What is being asked → Gather every line of the data below that contains the string "yellow". Case counts, so match capital and lowercase letters precisely.

Records provided →
____

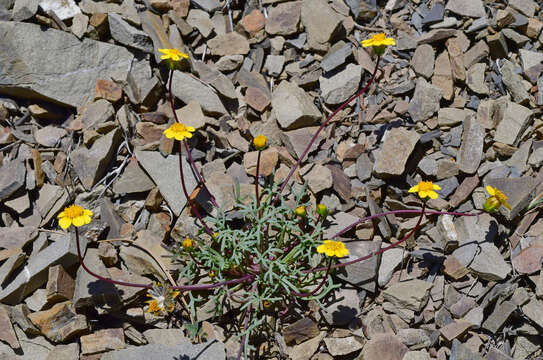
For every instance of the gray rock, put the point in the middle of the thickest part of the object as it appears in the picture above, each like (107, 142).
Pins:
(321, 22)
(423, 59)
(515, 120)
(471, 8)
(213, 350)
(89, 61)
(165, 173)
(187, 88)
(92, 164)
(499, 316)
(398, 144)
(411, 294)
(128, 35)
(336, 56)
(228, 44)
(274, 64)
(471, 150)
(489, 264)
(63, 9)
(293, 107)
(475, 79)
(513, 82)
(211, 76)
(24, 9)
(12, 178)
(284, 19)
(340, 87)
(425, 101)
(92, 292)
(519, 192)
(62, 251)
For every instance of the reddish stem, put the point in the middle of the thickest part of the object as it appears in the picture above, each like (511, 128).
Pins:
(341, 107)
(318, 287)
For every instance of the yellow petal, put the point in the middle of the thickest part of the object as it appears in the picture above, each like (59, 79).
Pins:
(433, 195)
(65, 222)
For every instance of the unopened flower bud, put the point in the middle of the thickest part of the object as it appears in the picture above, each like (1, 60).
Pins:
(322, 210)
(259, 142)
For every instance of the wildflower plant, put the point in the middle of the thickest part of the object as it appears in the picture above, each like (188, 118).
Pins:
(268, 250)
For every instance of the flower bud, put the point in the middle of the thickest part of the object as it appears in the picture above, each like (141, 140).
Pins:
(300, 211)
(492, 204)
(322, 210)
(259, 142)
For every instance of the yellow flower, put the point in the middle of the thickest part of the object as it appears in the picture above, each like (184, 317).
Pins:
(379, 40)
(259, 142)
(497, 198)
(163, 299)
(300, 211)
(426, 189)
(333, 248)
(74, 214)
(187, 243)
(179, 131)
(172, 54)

____

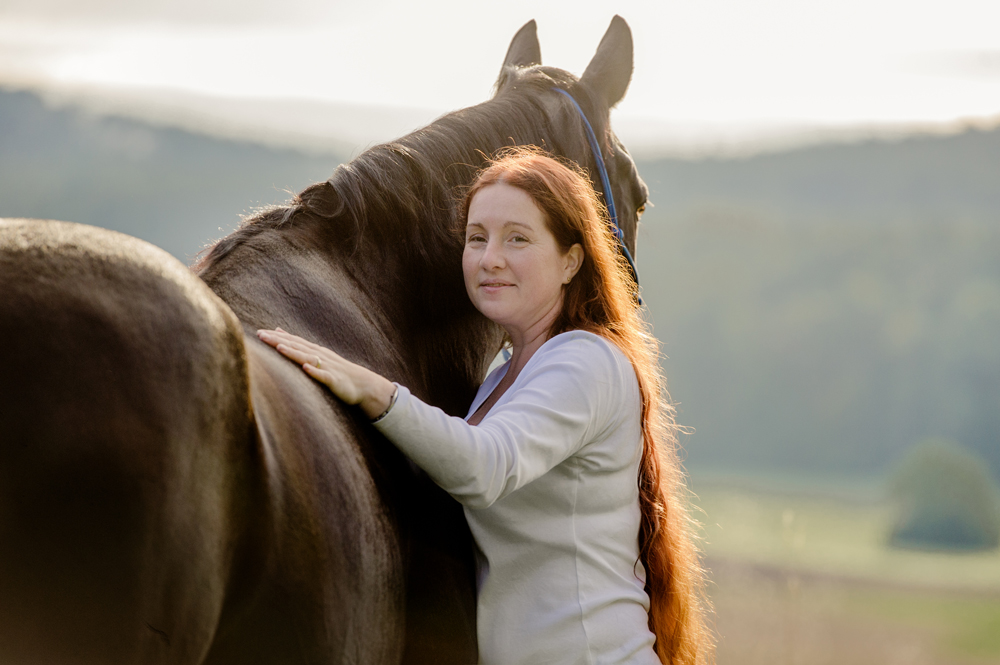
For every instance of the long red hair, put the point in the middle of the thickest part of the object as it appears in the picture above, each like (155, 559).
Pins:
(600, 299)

____

In response →
For every instance of the yellow petal, put the point in the middle of the thickest part of the object as it appears in the picture above, each like (59, 79).
For every instance of the yellow flower, put the point in the middle of the thickest part of the object as it appears in the picture above, each like (184, 317).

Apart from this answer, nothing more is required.